----- Provided information -----

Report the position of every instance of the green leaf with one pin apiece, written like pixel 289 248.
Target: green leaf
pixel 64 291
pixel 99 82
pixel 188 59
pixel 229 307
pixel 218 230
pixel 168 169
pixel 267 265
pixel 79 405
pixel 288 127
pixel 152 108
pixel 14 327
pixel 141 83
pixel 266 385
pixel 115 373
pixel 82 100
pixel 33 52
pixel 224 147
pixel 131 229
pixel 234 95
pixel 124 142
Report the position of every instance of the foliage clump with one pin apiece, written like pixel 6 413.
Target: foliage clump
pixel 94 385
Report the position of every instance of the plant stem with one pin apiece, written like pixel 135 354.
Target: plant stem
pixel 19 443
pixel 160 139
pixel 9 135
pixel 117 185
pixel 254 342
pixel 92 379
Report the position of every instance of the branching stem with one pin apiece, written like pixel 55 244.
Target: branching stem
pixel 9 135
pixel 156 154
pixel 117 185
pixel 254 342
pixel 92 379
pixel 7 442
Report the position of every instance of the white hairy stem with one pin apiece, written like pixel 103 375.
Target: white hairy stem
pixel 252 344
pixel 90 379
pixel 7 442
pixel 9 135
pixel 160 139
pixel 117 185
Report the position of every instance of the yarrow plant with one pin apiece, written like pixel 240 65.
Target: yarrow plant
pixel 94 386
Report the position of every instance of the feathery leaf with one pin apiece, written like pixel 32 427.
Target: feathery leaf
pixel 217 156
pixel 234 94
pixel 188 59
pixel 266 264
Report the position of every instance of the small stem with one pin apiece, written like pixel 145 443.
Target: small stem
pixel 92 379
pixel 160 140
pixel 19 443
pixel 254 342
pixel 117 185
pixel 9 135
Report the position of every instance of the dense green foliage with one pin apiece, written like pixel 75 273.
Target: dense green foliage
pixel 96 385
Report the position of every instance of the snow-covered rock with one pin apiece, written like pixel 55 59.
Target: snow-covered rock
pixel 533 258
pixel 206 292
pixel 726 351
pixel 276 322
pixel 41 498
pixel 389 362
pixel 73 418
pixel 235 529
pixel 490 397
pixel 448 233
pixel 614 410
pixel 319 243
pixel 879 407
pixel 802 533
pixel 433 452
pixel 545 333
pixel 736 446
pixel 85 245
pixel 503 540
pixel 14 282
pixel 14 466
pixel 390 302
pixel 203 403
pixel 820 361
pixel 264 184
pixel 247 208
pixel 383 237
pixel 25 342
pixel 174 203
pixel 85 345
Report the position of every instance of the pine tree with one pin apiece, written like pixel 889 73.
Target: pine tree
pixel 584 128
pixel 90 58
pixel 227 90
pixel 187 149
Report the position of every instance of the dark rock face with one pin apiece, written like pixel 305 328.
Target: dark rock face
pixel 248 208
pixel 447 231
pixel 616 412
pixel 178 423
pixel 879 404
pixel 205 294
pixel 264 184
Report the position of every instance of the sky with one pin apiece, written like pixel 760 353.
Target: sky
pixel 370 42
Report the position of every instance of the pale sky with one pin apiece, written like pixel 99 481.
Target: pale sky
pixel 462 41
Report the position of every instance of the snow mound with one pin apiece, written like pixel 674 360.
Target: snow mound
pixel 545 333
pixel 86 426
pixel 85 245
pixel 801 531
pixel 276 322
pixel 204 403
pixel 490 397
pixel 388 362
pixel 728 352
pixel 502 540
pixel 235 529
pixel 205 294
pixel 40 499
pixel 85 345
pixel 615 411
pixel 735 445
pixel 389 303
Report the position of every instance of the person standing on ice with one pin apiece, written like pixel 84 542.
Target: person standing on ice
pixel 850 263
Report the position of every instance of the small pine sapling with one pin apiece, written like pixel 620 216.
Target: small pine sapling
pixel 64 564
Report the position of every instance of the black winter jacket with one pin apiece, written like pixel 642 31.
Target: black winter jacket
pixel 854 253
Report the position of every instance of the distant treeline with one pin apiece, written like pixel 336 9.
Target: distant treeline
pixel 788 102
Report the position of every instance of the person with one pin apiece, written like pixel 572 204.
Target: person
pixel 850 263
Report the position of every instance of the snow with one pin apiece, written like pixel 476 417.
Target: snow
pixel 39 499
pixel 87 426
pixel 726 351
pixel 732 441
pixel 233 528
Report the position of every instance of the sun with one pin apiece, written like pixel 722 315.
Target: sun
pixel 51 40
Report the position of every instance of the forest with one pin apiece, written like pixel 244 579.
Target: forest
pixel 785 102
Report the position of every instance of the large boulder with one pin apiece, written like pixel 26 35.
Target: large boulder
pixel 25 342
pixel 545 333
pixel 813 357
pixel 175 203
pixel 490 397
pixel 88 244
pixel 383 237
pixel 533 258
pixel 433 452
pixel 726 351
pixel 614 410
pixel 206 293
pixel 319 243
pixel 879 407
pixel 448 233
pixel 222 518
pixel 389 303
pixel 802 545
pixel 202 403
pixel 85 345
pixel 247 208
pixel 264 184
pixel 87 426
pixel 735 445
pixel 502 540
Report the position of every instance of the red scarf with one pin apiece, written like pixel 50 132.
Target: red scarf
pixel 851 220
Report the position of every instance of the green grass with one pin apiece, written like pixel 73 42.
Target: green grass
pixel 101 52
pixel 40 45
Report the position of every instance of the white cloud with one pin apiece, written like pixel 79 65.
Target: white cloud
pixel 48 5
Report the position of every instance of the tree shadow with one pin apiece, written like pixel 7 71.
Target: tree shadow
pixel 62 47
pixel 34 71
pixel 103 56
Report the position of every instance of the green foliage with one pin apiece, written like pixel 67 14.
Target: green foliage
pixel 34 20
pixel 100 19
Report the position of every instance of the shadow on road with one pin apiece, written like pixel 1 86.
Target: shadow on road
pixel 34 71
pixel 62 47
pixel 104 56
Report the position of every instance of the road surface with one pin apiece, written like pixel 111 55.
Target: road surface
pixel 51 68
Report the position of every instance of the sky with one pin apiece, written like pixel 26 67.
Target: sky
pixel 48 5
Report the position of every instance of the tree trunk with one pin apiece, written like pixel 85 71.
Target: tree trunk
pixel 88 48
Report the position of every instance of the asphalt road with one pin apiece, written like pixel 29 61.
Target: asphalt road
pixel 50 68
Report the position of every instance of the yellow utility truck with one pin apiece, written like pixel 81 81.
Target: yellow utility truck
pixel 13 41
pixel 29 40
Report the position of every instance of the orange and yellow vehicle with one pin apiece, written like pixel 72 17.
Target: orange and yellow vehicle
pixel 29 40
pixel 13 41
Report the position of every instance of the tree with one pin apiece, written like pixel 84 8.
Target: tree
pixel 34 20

-----

Convert each line of the material above into a JSON list of strings, one string per line, leaving out blank lines.

[Complete response]:
[
  "Report the position of every instance of the green leaf with one pin apiece, written like pixel 289 248.",
  "Target: green leaf",
  "pixel 64 291",
  "pixel 99 82",
  "pixel 188 59",
  "pixel 229 307",
  "pixel 218 230",
  "pixel 168 169",
  "pixel 267 265",
  "pixel 79 405",
  "pixel 288 127",
  "pixel 152 108",
  "pixel 14 327",
  "pixel 141 83",
  "pixel 266 385",
  "pixel 115 373",
  "pixel 82 100",
  "pixel 33 52",
  "pixel 224 147",
  "pixel 131 229",
  "pixel 234 95",
  "pixel 124 142",
  "Report the position of every instance of the foliage clump with one pin apiece, written like pixel 6 413.",
  "Target: foliage clump",
  "pixel 94 385",
  "Report the position of every instance of the plant stem with one pin apiece, written like pixel 135 354.",
  "Target: plant stem",
  "pixel 19 443",
  "pixel 160 139",
  "pixel 9 135",
  "pixel 117 185",
  "pixel 254 342",
  "pixel 92 379",
  "Report the position of every instance of the branching stem with one pin apiece, written like pixel 55 244.",
  "Target: branching stem",
  "pixel 9 135",
  "pixel 156 154",
  "pixel 117 185",
  "pixel 254 342",
  "pixel 92 379",
  "pixel 7 442",
  "Report the position of every instance of the white hairy stem with one pin apiece, written like pixel 103 375.",
  "Target: white hairy stem",
  "pixel 252 344",
  "pixel 90 379",
  "pixel 7 442",
  "pixel 9 135",
  "pixel 160 139",
  "pixel 117 185",
  "Report the position of every instance of the yarrow plant with one pin apiece, written like pixel 240 65.",
  "Target: yarrow plant",
  "pixel 94 386",
  "Report the position of every instance of the feathery leaf with one pin apiece, written like pixel 32 427.",
  "Target: feathery leaf",
  "pixel 217 156",
  "pixel 234 94",
  "pixel 188 59",
  "pixel 266 264",
  "Report the position of every instance of the small stem with one pin apiece, written like pixel 145 443.",
  "Target: small stem",
  "pixel 92 379",
  "pixel 160 140",
  "pixel 19 443",
  "pixel 254 342",
  "pixel 117 185",
  "pixel 9 135",
  "Report the position of every instance of the dense green foliage with one pin apiece, written like pixel 75 273.",
  "Target: dense green foliage",
  "pixel 96 385",
  "Report the position of every instance of the snow-covered rock with one pin apiece, written like pixel 55 59.",
  "Target: snow-covered rock",
  "pixel 533 258",
  "pixel 206 292",
  "pixel 726 351",
  "pixel 276 322",
  "pixel 41 498",
  "pixel 389 362",
  "pixel 73 418",
  "pixel 235 529",
  "pixel 490 397",
  "pixel 448 233",
  "pixel 614 410",
  "pixel 319 243",
  "pixel 879 407",
  "pixel 802 533",
  "pixel 433 452",
  "pixel 545 333",
  "pixel 736 446",
  "pixel 85 245",
  "pixel 503 540",
  "pixel 14 282",
  "pixel 14 466",
  "pixel 390 302",
  "pixel 203 403",
  "pixel 820 361",
  "pixel 264 184",
  "pixel 247 208",
  "pixel 383 237",
  "pixel 25 342",
  "pixel 174 203",
  "pixel 85 345",
  "Report the position of every instance of the pine tree with one pin apiece, written like pixel 889 73.",
  "Target: pine tree",
  "pixel 584 128",
  "pixel 90 58",
  "pixel 227 90",
  "pixel 187 149",
  "Report the position of every instance of the dark rock face with one pin apiece, written like pixel 305 328.",
  "Target: dark rock face",
  "pixel 248 208",
  "pixel 447 231",
  "pixel 616 412",
  "pixel 178 423",
  "pixel 879 404",
  "pixel 205 294",
  "pixel 264 184",
  "Report the position of every instance of the sky with one pin apiece, written like pixel 760 353.",
  "Target: sky",
  "pixel 370 42",
  "Report the position of every instance of the pale sky with one pin apiece, written like pixel 99 481.",
  "Target: pale sky",
  "pixel 462 41",
  "Report the position of every instance of the snow mound with one pin apiece, written like pixel 674 360.",
  "Target: snow mound",
  "pixel 545 333",
  "pixel 86 426",
  "pixel 85 245",
  "pixel 801 531",
  "pixel 276 322",
  "pixel 204 403",
  "pixel 490 397",
  "pixel 388 362",
  "pixel 728 352",
  "pixel 502 540",
  "pixel 235 529",
  "pixel 205 294",
  "pixel 40 499",
  "pixel 85 345",
  "pixel 615 411",
  "pixel 735 445",
  "pixel 389 303",
  "Report the position of every instance of the person standing on ice with one pin apiece, written like pixel 84 542.",
  "Target: person standing on ice",
  "pixel 850 263",
  "Report the position of every instance of the small pine sapling with one pin apiece, written like pixel 620 216.",
  "Target: small pine sapling",
  "pixel 64 564",
  "Report the position of every instance of the black winter jacket with one pin apiece, written like pixel 642 31.",
  "Target: black winter jacket",
  "pixel 854 253",
  "Report the position of every instance of the distant treeline with one pin apiece, written like pixel 336 9.",
  "Target: distant treeline",
  "pixel 788 102",
  "Report the position of every instance of the person with one pin apiece, written like pixel 572 204.",
  "Target: person",
  "pixel 850 263",
  "Report the position of every instance of the snow with one pin apiece, written like pixel 476 417.",
  "Target: snow",
  "pixel 39 499",
  "pixel 87 426",
  "pixel 726 351",
  "pixel 732 441",
  "pixel 233 528",
  "Report the position of every instance of the sun with one pin apiece, written like pixel 722 315.",
  "Target: sun",
  "pixel 51 40",
  "Report the position of every instance of the forest with one pin apiece, written like pixel 244 579.",
  "Target: forest",
  "pixel 785 102",
  "Report the position of every instance of the large boulder with one pin apiece, written like pixel 26 35.",
  "Target: large boulder",
  "pixel 25 342",
  "pixel 545 333",
  "pixel 813 357",
  "pixel 175 203",
  "pixel 490 397",
  "pixel 88 244",
  "pixel 383 237",
  "pixel 533 258",
  "pixel 433 452",
  "pixel 726 351",
  "pixel 614 410",
  "pixel 206 293",
  "pixel 319 243",
  "pixel 879 407",
  "pixel 448 233",
  "pixel 222 518",
  "pixel 389 303",
  "pixel 802 545",
  "pixel 202 403",
  "pixel 85 345",
  "pixel 247 208",
  "pixel 264 184",
  "pixel 87 426",
  "pixel 735 445",
  "pixel 502 540",
  "Report the position of every instance of the red scarf with one pin apiece, written like pixel 50 132.",
  "Target: red scarf",
  "pixel 851 220",
  "Report the position of every instance of the green grass with one pin apiece, written like pixel 73 42.",
  "Target: green grass",
  "pixel 101 52",
  "pixel 40 45",
  "Report the position of every instance of the white cloud with one pin apiece, written like pixel 79 65.",
  "Target: white cloud",
  "pixel 48 5",
  "Report the position of every instance of the tree shadow with one pin apiece, written like pixel 7 71.",
  "Target: tree shadow",
  "pixel 62 47",
  "pixel 34 71",
  "pixel 103 56",
  "Report the position of every instance of the green foliage with one pin apiece, written like pixel 67 14.",
  "Target: green foliage",
  "pixel 34 20",
  "pixel 100 19",
  "Report the position of every instance of the shadow on road with one pin apiece, written like pixel 1 86.",
  "Target: shadow on road",
  "pixel 34 71",
  "pixel 62 47",
  "pixel 104 56",
  "Report the position of every instance of the road surface with one pin apiece, written like pixel 111 55.",
  "Target: road surface",
  "pixel 51 68",
  "Report the position of every instance of the sky with one pin apiece, written like pixel 26 67.",
  "Target: sky",
  "pixel 48 5",
  "Report the position of every instance of the tree trunk with one pin apiece, written like pixel 85 71.",
  "Target: tree trunk",
  "pixel 88 48",
  "Report the position of every instance of the asphalt road with one pin apiece, written like pixel 29 61.",
  "Target: asphalt road",
  "pixel 50 68",
  "Report the position of every instance of the yellow utility truck with one pin apiece, written like pixel 81 81.",
  "Target: yellow utility truck",
  "pixel 13 41",
  "pixel 29 40",
  "Report the position of every instance of the orange and yellow vehicle with one pin apiece, written like pixel 72 17.",
  "Target: orange and yellow vehicle",
  "pixel 29 40",
  "pixel 13 41",
  "Report the position of every instance of the tree with one pin apiece, written like pixel 84 8.",
  "Target: tree",
  "pixel 34 20"
]